So I can confirm that India does not have a national langague. However I find this part of constitution interesting

*351. Directive for development of the Hindi language.

*It shall be the duty of the Union to promote the     spread of the Hindi language, to develop it so that it may serve as a medium of expression     for all the elements of the composite culture of India and to secure its enrichment by     assimilating without interfering with its genius, the forms, style and expressions used in     Hindustani and in the other languages of India specified in the Eighth Schedule, and by     drawing, wherever necessary or desirable, for its vocabulary, primarily on Sanskrit and     secondarily on other languages.


----------



## Faun (Jul 13, 2008)

^^blame the politicians then, why the people


----------



## Pat (Jul 13, 2008)

angermanagement said:


> the tone the law is wrote seems like all indians are hindians



That law is only for union or administration for all government related jobs/tasks! So take it easy buddy


----------



## j1n M@tt (Jul 13, 2008)

I'm not against North Indians.....I hav many north indian frnds who r understandable and not bossy


----------



## angermanagement (Jul 13, 2008)

even I am not!   I dont even differentiate until they does that!.


----------



## Faun (Jul 13, 2008)

so u are against the attitude snobs 
that sounds reasonable, cuz human is homo sapiens after all


----------



## goobimama (Jul 13, 2008)

Oh my. We have this same debate in Goa as to which is the official language (Marathi or Konkani). Speak what you speak and be done with it I say!


----------



## Pathik (Jul 13, 2008)

I am a center Indian (Mumbai) and I ve never seen anyone enforcing any language. Dunno why you guys are always at loggerheads - North vs South and such sh!t. This is one India.
◆ ◆ ◆ ◆
● **WHAT IS ASKED**:
#1 Answer these questions about the forum thread:
(a) Under the quoted Article 351, which language should Hindi draw on primarily for its vocabulary?
(b) Which two languages does goobimama say are debated in Goa as the official language?
(c) Which city does Pathik give as an example of being a center Indian?
#2 Which distinct usernames appear as post headers in the forum thread?
Nothing in the listing is needed for this work.

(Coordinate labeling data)
◆ ◆ ◆ ◆
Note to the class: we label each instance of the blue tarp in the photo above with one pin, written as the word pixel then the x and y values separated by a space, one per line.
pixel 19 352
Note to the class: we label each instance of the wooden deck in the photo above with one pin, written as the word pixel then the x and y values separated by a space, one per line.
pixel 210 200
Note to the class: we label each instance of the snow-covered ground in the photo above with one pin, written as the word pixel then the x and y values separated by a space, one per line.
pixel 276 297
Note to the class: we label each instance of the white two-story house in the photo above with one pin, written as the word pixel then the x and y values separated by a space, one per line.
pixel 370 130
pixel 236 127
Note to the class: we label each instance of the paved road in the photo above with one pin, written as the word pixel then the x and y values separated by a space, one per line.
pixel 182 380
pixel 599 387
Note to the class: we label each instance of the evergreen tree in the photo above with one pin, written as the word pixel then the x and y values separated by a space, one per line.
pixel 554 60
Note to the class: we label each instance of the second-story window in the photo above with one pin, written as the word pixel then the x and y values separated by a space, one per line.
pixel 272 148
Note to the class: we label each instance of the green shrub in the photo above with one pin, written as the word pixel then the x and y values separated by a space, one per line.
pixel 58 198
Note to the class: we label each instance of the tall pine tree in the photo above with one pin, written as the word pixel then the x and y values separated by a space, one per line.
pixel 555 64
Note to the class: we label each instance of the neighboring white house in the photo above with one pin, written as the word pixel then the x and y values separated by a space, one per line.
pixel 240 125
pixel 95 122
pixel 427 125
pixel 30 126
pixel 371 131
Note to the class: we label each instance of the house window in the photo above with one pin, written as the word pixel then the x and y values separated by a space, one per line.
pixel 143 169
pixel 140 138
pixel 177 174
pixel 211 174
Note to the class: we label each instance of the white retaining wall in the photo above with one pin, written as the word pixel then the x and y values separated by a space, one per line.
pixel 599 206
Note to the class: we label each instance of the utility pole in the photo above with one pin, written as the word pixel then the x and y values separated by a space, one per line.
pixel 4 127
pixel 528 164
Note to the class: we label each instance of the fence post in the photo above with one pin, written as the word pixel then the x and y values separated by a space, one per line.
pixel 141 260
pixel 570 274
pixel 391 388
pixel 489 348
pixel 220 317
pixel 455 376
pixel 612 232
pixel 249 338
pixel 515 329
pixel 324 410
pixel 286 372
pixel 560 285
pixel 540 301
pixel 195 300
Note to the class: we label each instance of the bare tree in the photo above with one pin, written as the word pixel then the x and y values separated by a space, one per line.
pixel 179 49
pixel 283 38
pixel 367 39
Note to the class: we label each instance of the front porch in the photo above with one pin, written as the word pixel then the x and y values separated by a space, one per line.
◆ ◆ ◆ ◆
● **WRITTEN RESPONSES**:
#1
(a) Sanskrit
(b) Marathi and Konkani
(c) Mumbai

#2 Faun, Pat, j1n M@tt, angermanagement, goobimama, Pathik